Exercise objective: Only the lines from the one with "Screen reader assistance: describe where the dog's right" to the end of the data below should be given again, exactly as written.

Raw data:
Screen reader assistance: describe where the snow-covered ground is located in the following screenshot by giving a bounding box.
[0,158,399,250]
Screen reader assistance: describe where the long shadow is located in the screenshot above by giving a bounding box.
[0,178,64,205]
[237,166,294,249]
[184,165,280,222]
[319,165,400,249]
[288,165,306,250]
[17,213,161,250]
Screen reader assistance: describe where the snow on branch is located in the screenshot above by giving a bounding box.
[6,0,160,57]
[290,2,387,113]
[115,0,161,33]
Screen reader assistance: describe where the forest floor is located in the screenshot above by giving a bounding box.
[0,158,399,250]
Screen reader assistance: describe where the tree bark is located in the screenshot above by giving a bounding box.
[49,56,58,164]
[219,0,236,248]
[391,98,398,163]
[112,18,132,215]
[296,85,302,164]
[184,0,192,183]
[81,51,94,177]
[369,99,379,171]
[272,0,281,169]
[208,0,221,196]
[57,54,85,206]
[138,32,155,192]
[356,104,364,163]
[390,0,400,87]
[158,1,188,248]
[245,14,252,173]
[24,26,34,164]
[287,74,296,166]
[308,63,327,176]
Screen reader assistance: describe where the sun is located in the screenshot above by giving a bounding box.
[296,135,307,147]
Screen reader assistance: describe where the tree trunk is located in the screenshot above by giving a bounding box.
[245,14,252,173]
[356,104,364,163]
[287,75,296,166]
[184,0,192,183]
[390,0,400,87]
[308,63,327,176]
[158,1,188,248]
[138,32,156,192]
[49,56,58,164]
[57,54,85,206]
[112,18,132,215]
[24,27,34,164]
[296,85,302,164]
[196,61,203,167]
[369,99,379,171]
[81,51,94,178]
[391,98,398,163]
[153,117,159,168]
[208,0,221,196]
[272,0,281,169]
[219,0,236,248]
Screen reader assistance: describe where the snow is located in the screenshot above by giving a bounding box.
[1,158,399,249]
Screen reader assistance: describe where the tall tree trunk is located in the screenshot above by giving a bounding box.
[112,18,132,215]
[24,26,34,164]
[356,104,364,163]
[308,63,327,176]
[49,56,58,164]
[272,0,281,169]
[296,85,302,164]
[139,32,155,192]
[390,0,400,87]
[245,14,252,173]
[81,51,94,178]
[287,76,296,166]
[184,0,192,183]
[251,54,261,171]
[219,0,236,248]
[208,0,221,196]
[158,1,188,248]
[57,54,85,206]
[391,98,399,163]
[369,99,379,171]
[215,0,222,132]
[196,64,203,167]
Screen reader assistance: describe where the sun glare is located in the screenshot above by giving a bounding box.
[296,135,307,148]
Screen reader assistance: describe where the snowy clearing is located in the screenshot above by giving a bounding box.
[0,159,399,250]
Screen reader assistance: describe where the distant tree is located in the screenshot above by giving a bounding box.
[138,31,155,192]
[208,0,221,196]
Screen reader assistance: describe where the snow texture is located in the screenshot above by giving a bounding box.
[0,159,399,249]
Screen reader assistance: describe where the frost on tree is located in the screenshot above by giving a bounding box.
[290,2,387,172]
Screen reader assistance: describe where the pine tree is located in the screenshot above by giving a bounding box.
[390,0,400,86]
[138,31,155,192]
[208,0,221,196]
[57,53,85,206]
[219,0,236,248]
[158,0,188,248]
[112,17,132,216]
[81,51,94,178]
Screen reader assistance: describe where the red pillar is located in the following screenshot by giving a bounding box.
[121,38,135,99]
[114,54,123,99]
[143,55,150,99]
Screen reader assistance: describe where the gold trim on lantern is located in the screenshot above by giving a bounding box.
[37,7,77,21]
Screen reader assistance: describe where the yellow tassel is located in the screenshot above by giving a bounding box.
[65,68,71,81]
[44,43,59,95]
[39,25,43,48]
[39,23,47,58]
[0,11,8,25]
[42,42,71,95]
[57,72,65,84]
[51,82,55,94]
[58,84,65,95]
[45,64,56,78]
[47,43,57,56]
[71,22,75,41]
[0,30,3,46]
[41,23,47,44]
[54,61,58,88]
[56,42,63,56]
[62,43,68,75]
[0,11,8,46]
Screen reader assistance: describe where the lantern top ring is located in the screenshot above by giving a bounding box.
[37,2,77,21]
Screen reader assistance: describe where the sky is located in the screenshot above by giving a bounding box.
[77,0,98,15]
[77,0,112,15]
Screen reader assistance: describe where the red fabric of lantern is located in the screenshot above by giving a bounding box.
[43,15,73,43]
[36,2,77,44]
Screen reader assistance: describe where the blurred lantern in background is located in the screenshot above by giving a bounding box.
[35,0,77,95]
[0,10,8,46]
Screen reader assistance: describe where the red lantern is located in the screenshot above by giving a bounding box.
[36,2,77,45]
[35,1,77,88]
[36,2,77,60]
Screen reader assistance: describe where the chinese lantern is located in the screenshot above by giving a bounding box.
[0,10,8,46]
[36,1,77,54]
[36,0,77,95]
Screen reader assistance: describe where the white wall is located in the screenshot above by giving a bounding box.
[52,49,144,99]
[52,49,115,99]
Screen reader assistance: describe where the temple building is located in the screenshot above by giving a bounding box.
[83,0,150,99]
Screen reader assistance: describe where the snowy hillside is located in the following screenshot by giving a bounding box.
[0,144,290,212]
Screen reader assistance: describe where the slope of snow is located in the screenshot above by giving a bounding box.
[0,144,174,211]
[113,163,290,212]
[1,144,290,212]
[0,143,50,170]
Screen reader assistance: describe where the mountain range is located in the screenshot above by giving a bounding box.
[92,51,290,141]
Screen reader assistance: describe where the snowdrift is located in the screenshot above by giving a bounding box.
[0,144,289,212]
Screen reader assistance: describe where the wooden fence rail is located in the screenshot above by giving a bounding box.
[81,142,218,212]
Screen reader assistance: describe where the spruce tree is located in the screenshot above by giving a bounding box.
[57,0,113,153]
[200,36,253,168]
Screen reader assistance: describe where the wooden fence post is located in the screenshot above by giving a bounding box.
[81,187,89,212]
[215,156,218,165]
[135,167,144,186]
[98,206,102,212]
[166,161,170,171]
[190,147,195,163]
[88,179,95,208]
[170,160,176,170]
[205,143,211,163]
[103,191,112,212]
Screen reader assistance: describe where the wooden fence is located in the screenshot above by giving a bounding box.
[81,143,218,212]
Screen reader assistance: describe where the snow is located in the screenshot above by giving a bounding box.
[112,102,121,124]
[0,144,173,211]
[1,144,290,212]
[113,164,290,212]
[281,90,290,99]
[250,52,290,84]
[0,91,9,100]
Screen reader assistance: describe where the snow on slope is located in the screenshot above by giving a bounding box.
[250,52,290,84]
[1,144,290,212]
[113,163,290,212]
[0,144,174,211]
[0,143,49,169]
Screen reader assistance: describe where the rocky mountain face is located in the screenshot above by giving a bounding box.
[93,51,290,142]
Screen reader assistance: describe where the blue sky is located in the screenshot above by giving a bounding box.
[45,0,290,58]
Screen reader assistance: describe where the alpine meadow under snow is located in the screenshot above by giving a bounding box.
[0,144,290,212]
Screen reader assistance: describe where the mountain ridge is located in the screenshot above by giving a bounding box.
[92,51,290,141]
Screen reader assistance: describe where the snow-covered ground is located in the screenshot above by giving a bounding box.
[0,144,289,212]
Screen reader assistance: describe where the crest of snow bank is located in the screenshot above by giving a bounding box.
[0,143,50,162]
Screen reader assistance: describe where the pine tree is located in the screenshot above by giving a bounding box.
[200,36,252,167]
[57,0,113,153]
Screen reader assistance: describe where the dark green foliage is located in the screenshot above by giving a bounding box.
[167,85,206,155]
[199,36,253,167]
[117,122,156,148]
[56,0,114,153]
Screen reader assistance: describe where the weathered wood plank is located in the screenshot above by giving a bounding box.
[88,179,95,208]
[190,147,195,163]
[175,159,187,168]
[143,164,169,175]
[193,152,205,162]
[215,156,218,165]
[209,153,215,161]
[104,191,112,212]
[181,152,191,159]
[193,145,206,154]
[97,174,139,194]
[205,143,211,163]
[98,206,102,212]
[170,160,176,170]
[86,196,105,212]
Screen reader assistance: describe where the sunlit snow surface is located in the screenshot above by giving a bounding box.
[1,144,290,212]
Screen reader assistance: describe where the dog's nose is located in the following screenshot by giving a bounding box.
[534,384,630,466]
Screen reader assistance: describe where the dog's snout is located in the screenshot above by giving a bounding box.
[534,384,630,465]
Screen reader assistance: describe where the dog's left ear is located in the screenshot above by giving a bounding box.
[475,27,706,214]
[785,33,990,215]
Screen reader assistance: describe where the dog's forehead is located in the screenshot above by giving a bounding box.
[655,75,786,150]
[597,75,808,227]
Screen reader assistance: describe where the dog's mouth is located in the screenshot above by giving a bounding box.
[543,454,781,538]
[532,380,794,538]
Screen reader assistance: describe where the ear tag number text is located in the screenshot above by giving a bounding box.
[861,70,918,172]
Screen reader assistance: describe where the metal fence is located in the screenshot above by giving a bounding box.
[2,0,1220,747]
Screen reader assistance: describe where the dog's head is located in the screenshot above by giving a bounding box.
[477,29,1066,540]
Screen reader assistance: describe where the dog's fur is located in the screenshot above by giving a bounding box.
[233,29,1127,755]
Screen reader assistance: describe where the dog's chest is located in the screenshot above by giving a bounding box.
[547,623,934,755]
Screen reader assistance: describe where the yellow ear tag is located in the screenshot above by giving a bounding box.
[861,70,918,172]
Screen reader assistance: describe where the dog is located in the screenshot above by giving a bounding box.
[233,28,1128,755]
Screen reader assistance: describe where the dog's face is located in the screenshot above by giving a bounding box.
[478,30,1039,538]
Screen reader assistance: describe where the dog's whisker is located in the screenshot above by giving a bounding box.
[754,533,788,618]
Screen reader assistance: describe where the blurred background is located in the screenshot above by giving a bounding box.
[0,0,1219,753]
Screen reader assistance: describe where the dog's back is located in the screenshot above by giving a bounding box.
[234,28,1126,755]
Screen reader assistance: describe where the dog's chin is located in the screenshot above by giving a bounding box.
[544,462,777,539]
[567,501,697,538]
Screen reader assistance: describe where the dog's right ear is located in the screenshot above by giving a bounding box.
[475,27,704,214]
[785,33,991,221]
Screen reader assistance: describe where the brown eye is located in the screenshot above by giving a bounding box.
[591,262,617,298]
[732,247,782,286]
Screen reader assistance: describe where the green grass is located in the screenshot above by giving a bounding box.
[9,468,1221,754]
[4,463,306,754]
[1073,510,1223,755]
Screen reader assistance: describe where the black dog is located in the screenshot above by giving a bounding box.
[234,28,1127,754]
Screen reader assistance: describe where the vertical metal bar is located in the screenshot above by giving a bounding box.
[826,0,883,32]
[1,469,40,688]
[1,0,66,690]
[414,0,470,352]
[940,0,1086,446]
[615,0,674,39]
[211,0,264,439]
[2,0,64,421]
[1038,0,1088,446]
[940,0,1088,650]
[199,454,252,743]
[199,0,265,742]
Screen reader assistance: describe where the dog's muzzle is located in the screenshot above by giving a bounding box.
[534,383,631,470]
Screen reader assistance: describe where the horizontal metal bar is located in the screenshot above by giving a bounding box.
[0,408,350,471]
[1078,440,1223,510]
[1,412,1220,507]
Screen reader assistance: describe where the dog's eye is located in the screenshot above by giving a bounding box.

Exercise result:
Screen reader assistance: describe where the dog's right ear is located in the screenshot above by giving a bounding box.
[475,27,704,214]
[785,33,991,221]
Screen reader assistance: describe where the brown eye is located in the screenshot above by giving a bounding box.
[591,262,617,298]
[732,247,782,286]
Screen reader assistance: describe where the green grass is located in the screenshot above by giving a bounding box.
[9,468,1221,754]
[4,463,306,754]
[1073,510,1223,755]
Screen reader assistance: describe where the black dog is located in the screenshot above by giving a bounding box.
[234,28,1127,754]
Screen reader assistance: describe where the vertical metal bar is located in the screenshot above by giving a bounding box.
[826,0,883,32]
[1,469,40,688]
[1,0,66,690]
[414,0,470,352]
[940,0,1086,446]
[615,0,674,39]
[211,0,264,439]
[2,0,64,421]
[1038,0,1088,446]
[940,0,1088,650]
[199,454,252,743]
[199,0,265,742]
Screen reader assistance: describe where the dog's muzzle is located in the screenshot above by giving a bounding box.
[534,383,631,470]
Screen reader assistance: describe where the horizontal metal bar is located in the screenshot above by giving a bounding box.
[0,408,350,471]
[1078,440,1223,510]
[1,412,1220,507]
Screen reader assistance: describe where the dog's eye is located in the screenshot above by giving a bounding box.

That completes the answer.